**Data items**
______

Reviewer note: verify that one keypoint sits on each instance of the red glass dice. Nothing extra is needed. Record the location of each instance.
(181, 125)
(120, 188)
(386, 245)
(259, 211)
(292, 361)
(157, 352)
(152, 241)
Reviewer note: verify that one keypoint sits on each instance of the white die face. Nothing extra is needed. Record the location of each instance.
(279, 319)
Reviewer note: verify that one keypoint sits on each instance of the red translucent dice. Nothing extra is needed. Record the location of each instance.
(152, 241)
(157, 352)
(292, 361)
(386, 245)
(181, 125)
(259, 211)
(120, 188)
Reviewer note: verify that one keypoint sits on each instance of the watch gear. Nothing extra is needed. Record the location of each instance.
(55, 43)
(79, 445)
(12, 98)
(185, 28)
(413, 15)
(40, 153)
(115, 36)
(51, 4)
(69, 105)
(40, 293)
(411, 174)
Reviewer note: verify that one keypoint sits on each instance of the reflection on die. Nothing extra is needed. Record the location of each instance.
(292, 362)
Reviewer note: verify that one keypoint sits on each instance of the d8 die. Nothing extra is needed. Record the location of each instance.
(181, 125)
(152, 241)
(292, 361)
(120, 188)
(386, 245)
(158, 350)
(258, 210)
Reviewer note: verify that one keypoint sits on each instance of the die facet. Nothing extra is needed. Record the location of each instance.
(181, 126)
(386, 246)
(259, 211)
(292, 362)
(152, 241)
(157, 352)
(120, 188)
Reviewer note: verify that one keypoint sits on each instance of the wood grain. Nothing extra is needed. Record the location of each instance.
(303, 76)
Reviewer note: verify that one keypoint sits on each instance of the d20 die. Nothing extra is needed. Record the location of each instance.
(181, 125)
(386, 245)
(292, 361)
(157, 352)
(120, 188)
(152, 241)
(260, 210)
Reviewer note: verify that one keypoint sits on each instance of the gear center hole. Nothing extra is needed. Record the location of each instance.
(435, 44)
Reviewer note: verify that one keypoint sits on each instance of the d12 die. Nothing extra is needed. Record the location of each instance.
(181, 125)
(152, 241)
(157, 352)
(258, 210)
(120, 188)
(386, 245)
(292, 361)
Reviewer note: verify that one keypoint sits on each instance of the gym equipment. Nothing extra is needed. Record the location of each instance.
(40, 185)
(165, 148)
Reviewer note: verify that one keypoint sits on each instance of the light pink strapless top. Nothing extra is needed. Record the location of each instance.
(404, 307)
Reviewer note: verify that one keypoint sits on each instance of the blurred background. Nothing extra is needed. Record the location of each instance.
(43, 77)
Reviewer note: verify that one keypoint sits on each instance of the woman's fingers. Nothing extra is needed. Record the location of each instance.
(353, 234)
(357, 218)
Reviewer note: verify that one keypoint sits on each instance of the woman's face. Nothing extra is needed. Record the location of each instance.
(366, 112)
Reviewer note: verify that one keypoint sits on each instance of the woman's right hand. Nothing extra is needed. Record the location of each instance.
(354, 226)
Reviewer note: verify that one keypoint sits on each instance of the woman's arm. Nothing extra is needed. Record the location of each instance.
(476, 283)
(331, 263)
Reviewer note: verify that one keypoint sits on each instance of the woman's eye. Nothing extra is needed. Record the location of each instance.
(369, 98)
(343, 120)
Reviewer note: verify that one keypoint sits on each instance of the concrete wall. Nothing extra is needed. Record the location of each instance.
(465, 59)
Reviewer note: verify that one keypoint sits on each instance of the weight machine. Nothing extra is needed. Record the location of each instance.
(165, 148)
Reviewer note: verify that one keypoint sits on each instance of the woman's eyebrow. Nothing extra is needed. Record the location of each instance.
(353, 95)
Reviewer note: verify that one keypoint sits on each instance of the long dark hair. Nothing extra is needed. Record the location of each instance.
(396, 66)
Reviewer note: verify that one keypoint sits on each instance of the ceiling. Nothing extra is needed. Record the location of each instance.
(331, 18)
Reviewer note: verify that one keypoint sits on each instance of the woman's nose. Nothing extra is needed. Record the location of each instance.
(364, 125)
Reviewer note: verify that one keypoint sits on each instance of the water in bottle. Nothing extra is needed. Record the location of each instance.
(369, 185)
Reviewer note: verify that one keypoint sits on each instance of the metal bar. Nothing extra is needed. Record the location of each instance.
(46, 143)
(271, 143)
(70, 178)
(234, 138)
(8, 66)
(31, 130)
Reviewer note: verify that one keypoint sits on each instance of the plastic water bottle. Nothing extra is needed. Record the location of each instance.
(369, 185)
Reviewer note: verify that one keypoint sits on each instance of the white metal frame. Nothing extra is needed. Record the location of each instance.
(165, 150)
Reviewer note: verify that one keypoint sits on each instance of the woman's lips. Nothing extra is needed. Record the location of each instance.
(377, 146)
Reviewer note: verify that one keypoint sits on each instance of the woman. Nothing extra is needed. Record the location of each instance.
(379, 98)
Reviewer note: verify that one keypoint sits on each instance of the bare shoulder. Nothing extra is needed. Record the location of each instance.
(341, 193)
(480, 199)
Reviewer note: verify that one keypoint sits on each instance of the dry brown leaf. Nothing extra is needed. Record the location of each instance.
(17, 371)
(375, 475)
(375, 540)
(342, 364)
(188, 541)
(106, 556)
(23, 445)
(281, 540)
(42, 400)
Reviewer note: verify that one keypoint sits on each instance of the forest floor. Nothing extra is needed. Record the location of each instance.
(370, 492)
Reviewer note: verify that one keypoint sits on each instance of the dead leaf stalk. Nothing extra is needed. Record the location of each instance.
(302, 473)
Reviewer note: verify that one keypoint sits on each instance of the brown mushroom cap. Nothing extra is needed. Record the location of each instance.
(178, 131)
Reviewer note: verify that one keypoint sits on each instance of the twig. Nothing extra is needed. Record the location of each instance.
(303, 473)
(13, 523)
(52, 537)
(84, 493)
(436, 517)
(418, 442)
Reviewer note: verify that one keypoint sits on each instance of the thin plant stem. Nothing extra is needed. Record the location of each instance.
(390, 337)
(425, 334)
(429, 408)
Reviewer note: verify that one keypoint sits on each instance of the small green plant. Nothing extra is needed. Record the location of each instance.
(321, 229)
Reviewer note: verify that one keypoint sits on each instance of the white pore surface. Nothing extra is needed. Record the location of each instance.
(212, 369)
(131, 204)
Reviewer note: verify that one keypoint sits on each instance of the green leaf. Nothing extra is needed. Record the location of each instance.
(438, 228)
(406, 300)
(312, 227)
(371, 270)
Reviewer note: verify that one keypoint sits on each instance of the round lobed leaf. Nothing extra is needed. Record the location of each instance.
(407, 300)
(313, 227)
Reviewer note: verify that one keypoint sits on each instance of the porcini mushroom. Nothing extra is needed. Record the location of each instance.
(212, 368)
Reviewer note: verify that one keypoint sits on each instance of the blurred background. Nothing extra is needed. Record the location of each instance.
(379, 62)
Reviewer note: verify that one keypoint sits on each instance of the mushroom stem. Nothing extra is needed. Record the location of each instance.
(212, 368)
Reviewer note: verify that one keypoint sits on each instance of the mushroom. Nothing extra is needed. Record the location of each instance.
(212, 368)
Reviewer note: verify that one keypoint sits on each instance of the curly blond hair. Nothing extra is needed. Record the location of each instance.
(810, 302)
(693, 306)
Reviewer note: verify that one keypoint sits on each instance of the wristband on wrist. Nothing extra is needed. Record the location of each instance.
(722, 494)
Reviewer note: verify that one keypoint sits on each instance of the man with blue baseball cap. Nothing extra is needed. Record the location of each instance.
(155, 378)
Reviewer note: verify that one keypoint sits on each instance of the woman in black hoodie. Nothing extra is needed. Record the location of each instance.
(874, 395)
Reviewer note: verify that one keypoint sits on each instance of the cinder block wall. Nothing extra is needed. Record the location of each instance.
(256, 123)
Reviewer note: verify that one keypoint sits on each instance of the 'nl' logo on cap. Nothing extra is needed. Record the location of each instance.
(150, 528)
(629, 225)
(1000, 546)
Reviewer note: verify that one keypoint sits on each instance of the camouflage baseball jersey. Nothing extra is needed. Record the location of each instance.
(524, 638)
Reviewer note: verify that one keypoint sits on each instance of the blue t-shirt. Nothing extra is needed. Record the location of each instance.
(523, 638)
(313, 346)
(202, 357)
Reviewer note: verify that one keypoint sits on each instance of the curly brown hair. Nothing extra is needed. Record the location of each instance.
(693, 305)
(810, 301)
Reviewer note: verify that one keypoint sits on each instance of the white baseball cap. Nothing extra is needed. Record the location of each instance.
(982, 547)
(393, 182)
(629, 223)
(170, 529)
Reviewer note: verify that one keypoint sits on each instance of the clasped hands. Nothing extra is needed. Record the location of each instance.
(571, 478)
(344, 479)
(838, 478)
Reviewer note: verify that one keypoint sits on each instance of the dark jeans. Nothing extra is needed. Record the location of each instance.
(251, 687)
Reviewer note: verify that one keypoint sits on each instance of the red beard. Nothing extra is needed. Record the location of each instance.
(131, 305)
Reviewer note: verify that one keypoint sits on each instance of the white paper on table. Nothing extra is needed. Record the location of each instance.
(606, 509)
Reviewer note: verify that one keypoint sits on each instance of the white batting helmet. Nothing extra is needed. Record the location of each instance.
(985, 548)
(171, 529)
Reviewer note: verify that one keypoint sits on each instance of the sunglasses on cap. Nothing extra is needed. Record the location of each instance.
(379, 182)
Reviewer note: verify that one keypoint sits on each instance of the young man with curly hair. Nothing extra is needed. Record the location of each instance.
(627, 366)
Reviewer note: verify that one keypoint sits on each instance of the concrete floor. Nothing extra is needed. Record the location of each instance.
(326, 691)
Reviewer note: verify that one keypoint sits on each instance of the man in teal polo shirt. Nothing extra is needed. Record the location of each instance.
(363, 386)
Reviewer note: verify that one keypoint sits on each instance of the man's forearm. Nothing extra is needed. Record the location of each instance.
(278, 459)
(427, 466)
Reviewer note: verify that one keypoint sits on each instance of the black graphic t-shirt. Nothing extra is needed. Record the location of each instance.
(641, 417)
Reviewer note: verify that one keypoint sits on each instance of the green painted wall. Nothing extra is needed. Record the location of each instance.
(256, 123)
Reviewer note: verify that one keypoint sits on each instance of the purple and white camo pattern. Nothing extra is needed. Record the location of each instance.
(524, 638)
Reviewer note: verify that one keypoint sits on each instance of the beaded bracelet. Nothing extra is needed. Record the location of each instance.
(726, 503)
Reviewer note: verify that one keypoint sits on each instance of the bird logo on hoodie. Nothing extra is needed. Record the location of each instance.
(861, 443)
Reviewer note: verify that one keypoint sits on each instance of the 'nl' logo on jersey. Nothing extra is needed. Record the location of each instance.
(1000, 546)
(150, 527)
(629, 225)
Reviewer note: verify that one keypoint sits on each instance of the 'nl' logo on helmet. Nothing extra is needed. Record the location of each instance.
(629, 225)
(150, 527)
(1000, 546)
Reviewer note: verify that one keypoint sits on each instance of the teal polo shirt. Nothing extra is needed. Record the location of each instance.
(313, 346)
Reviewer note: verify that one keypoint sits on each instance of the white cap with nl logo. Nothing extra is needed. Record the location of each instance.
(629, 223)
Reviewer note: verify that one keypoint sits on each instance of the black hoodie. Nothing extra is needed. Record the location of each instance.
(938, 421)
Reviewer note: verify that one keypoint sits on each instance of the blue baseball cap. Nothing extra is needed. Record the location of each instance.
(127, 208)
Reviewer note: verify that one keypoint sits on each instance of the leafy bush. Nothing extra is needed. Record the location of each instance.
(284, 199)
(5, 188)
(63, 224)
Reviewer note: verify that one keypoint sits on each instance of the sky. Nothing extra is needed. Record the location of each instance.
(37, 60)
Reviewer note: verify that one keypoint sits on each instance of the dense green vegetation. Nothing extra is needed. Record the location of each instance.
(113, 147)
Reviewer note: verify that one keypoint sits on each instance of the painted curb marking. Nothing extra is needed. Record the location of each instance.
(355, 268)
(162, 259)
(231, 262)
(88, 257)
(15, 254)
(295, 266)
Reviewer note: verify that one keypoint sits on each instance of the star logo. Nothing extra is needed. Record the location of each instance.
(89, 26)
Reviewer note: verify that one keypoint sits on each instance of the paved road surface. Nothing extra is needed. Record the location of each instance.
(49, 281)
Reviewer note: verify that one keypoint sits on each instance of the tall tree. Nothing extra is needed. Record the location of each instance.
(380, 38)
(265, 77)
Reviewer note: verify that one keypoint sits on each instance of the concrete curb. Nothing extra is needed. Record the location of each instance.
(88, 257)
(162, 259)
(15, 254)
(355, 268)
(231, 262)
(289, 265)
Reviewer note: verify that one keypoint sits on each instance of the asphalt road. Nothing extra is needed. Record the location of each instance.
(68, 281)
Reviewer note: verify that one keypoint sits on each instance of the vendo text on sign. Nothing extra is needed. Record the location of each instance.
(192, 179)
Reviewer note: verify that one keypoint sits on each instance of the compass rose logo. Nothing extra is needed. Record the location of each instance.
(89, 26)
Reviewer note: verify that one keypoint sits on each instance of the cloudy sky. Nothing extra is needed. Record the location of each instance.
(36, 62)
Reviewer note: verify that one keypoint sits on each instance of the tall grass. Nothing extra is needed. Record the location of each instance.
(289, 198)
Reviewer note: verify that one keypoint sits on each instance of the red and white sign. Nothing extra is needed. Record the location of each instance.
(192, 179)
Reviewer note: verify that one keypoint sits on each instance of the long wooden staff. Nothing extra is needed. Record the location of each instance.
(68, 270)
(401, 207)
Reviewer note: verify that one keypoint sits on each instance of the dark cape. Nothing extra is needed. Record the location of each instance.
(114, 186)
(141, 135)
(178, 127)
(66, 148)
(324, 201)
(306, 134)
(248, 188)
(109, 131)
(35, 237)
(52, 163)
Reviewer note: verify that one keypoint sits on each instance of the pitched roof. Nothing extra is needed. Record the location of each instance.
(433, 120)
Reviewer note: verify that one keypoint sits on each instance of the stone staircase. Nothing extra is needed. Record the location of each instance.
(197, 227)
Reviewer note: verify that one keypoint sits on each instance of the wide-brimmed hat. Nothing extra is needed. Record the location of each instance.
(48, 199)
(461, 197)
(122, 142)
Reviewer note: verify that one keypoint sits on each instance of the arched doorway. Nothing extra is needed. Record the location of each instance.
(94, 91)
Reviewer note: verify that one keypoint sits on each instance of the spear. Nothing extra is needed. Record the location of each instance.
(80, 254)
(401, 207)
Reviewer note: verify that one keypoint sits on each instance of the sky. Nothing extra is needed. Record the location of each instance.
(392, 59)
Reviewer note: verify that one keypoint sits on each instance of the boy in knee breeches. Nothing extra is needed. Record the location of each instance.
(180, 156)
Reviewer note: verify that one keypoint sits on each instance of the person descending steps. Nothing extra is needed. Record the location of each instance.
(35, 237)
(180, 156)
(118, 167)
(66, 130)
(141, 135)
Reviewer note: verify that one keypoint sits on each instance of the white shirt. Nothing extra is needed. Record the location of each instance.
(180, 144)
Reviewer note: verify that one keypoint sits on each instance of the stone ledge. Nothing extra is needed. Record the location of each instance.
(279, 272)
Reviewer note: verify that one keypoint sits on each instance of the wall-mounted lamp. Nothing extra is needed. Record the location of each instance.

______

**BRIEF**
Beginning at the line that holds "the long wooden", reproduce each line of the records above down to and including the last one.

**TASK RESPONSE**
Reviewer note: verify that one keypoint sits on each instance of the long wooden staff. Nothing extra is needed. Record the location of each instance.
(68, 270)
(401, 207)
Reviewer note: verify that one keypoint sits on each instance of the dark cape. Nothing extra is needed. Record the location of each instance.
(114, 186)
(141, 135)
(178, 127)
(66, 148)
(324, 201)
(306, 134)
(248, 188)
(109, 131)
(35, 237)
(52, 163)
Reviewer note: verify that one keypoint sits on each instance of the pitched roof. Nothing extra is needed. Record the location of each instance.
(433, 120)
Reviewer note: verify that one keypoint sits on each instance of the stone staircase. Nothing extra is needed. Record the location of each instance.
(197, 227)
Reviewer note: verify that one keypoint sits on each instance of the wide-brimmed hat. Nothing extra is needed. Record the location of each instance.
(48, 199)
(461, 197)
(122, 142)
Reviewer note: verify that one keypoint sits on each instance of the arched doorway. Nothing extra is needed. Record the location of each instance.
(94, 91)
Reviewer note: verify that one keypoint sits on each instance of the spear. Nothing extra is needed. Record the location of each instance.
(80, 254)
(401, 207)
Reviewer note: verify that one keypoint sits on each instance of the sky. Nothing extra is needed. Record the location of each instance.
(392, 59)
Reviewer note: verify that one keypoint sits on each instance of the boy in knee breeches. Nothing extra is needed. Record the location of each instance.
(180, 156)
Reviewer note: verify that one keypoint sits on each instance of the person descending steps. Nothing extra is needed. Record the location of each instance.
(35, 237)
(180, 156)
(118, 167)
(66, 130)
(141, 135)
Reviewer note: verify that one keypoint sits on each instance of the white shirt. Nothing extra is needed. Record the location of each instance.
(180, 144)
Reviewer note: verify that one keypoint sits on each instance of the stone ledge. Nothing extra is needed. Record the location of each instance.
(279, 272)
Reviewer note: verify that one keypoint sits on each instance of the wall-mounted lamp. Nothing extra is needed. Record the location of each instance.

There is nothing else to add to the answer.